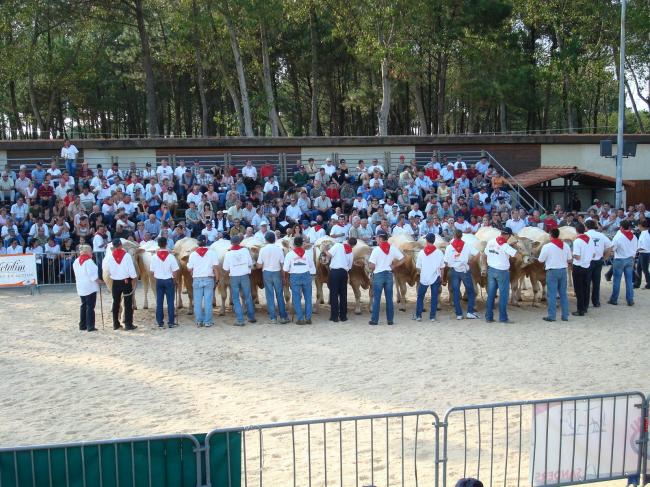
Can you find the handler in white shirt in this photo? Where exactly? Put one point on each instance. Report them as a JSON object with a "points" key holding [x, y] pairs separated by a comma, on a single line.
{"points": [[383, 260], [457, 255], [125, 279], [583, 253], [270, 260], [204, 265], [625, 245], [556, 256], [299, 265], [430, 262], [87, 281], [238, 263], [497, 258], [601, 244], [164, 268], [340, 255]]}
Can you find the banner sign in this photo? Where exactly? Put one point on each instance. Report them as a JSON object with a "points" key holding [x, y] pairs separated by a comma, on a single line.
{"points": [[585, 440], [17, 270]]}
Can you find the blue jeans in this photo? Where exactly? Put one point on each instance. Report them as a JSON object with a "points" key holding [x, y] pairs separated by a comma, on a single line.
{"points": [[422, 291], [556, 282], [497, 279], [466, 279], [273, 291], [301, 287], [165, 290], [243, 284], [382, 281], [623, 267], [203, 288], [71, 167]]}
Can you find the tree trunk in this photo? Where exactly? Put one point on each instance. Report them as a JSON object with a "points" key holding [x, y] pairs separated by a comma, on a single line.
{"points": [[274, 119], [384, 109], [239, 64], [313, 36], [419, 106], [199, 72], [147, 66], [18, 124]]}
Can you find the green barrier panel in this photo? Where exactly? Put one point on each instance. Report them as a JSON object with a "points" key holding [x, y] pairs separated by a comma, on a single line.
{"points": [[140, 463], [222, 447]]}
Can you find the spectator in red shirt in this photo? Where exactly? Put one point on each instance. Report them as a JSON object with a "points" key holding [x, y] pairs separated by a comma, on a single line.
{"points": [[266, 171]]}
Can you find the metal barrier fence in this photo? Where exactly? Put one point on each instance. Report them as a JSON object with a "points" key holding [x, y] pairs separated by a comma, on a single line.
{"points": [[551, 442], [564, 441], [385, 449]]}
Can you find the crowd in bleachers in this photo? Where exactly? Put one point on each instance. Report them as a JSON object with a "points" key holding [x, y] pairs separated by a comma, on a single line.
{"points": [[49, 210]]}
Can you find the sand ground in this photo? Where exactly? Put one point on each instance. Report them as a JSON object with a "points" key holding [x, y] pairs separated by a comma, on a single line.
{"points": [[60, 384]]}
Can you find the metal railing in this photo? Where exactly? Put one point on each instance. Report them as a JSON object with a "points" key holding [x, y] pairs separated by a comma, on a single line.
{"points": [[542, 443], [392, 449]]}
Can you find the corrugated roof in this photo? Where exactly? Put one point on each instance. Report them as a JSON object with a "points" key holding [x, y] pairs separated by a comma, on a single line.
{"points": [[549, 173]]}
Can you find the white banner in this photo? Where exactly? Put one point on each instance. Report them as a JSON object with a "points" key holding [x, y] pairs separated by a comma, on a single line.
{"points": [[585, 440], [17, 270]]}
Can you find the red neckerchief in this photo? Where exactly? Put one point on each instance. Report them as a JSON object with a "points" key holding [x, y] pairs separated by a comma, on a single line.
{"points": [[429, 249], [458, 245], [118, 255]]}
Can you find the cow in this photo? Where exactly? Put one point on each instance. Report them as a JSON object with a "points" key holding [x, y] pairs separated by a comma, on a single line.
{"points": [[359, 275], [183, 248], [405, 274], [322, 261]]}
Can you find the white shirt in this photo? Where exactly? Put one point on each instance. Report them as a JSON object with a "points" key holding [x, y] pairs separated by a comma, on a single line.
{"points": [[583, 252], [338, 232], [271, 257], [238, 262], [601, 243], [498, 256], [340, 260], [99, 244], [163, 269], [202, 266], [382, 260], [644, 242], [86, 276], [459, 261], [70, 153], [430, 266], [299, 265], [623, 247], [164, 172], [555, 257], [123, 270], [516, 225], [249, 172]]}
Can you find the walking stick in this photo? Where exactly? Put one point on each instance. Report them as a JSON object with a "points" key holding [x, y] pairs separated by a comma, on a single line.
{"points": [[101, 305]]}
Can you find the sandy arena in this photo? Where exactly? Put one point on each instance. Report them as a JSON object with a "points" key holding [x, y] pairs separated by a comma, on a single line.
{"points": [[60, 384]]}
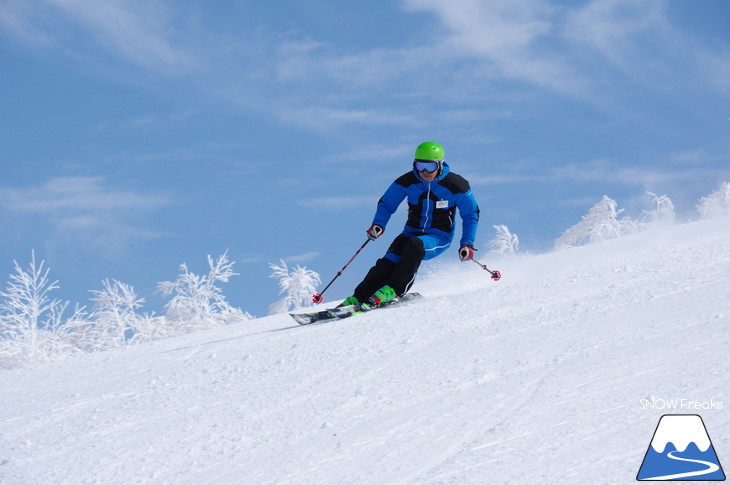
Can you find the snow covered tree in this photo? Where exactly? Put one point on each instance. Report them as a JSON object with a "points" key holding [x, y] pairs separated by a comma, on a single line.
{"points": [[601, 223], [113, 321], [662, 211], [506, 243], [299, 285], [716, 204], [198, 303], [31, 322]]}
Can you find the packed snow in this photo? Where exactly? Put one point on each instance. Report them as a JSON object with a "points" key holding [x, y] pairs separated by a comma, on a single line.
{"points": [[543, 377]]}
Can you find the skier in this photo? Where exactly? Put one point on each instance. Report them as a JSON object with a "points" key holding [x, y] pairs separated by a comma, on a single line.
{"points": [[434, 193]]}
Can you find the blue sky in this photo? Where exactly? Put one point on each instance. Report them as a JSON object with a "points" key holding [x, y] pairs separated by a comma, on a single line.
{"points": [[139, 135]]}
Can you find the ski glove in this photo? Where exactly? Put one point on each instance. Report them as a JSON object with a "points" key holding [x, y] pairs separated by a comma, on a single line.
{"points": [[375, 232], [466, 252]]}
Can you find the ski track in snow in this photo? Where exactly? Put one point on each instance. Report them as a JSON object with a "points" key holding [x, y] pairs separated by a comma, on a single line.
{"points": [[533, 379]]}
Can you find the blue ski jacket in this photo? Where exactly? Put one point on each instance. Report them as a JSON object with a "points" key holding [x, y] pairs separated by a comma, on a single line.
{"points": [[431, 205]]}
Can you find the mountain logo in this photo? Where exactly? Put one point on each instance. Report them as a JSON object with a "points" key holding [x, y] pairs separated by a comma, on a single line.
{"points": [[681, 450]]}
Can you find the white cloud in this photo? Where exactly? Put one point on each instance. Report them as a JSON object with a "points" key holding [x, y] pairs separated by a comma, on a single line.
{"points": [[85, 209]]}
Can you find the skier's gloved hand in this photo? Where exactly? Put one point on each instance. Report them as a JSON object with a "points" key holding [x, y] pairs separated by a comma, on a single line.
{"points": [[466, 252], [375, 232]]}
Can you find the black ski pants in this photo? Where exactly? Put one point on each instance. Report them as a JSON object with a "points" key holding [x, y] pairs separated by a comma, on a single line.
{"points": [[399, 276]]}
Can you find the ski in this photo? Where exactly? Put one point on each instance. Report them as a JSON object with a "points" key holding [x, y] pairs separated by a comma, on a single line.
{"points": [[338, 313]]}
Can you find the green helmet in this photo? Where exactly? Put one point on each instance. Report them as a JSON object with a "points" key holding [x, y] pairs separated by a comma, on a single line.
{"points": [[430, 151]]}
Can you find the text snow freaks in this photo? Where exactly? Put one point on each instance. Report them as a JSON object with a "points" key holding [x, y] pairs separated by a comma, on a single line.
{"points": [[679, 404]]}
□ □ □ □ □
* [PROBLEM TO WORK ON]:
Starting at the line that contains "Can you find the green helmet", rewrite the data through its final line as a numbered list. Omit any blank lines.

* [FINISHED EXERCISE]:
1. Can you find the green helmet in this photo? Where exactly? Put one point on each instance. Report them as a JSON object with a "points" key holding [x, y] pairs separated by a comma, on a single line.
2. {"points": [[430, 151]]}
3. Can you find the text snow freaks in this photo? Where exactly? Put one point on each instance. Report them as a JSON object with a "points" key holding [x, y] pairs separated by a comma, on a single line.
4. {"points": [[679, 404]]}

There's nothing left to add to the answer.